§ 抜粋
本日のゲスト、加々美光行さんは、1944年生まれ、東京都のご出身です。
東京大学文学部社会学科卒業ののち、「アジア経済研究所」で長く中国研究け続け、
1991年から愛知大学法学部教授、97年には、愛知大学現代中国学部の初代学部長に
就任されました。ご専門は中国政治思想です。
『裸の共和国‐現代中国の民主化と民族問題』など、多数のご著書があり、
2005年には、第58回中日文化賞を受賞されています。
中国共産党第18回党大会が終了して、中国の新しい体制が決まった今、
現代中国分析の第一人者として知られる加々美先生のご意見を求める声は引きもきらず、
大阪、東京、そして名古屋と講演やシンポジウムなどでお忙しい加々美先生に、
ご無理を言ってご登場いただいた今回です。

 さて、加々美先生が注目した今回の大会での2つの発言がありました。

§ 記述問題
次の(a)〜(c)が抜粋の内容と合っているか、それぞれ「はい」か「いいえ」で答え、決め手になる抜粋の言葉をそのまま引用してください。
(a) 加々美さんは1991年に愛知大学現代中国学部の初代学部長になった。
(b) 加々美さんの専門は中国政治思想である。
(c) 加々美さんは大阪の出身である。
この資料は上の抜粋とは関係ありません。

§ 資料
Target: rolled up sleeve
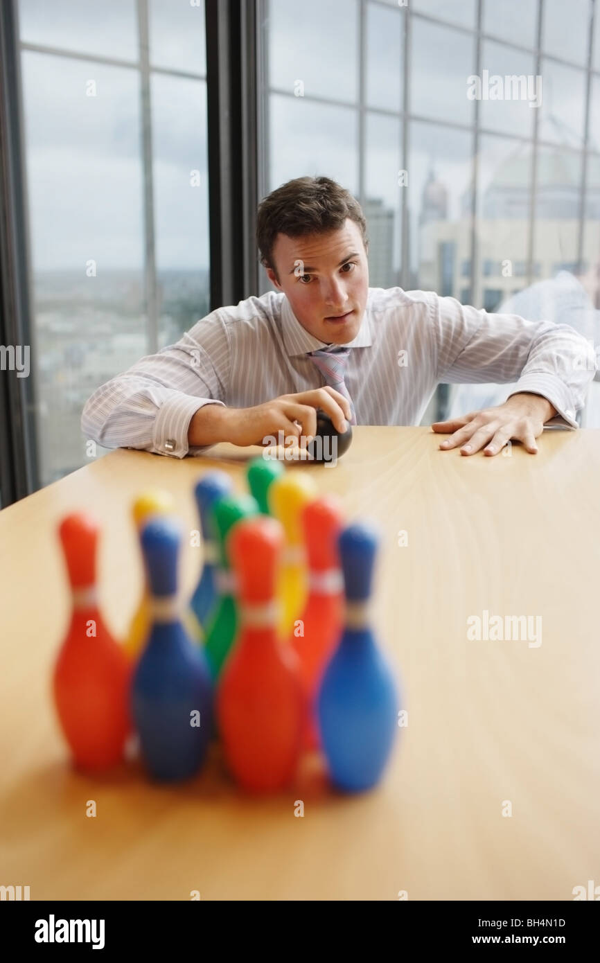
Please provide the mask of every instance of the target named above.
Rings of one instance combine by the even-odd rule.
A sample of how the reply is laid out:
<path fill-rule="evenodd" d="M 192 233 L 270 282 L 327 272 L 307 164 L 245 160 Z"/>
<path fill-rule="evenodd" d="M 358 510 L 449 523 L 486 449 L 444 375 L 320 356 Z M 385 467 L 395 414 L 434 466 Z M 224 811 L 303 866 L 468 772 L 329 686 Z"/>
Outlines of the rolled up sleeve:
<path fill-rule="evenodd" d="M 431 313 L 439 381 L 516 382 L 511 395 L 541 395 L 568 427 L 578 427 L 576 415 L 586 403 L 596 358 L 593 346 L 573 327 L 490 314 L 437 296 Z"/>
<path fill-rule="evenodd" d="M 97 388 L 83 409 L 82 431 L 106 448 L 176 458 L 211 448 L 190 447 L 188 430 L 204 404 L 224 405 L 229 357 L 226 329 L 213 312 L 176 344 Z"/>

§ 解答
(a) いいえ。「1991年から愛知大学法学部教授、97年には、愛知大学現代中国学部の初代学部長に」
(b) はい。「ご専門は中国政治思想です。」
(c) いいえ。「東京都のご出身です。」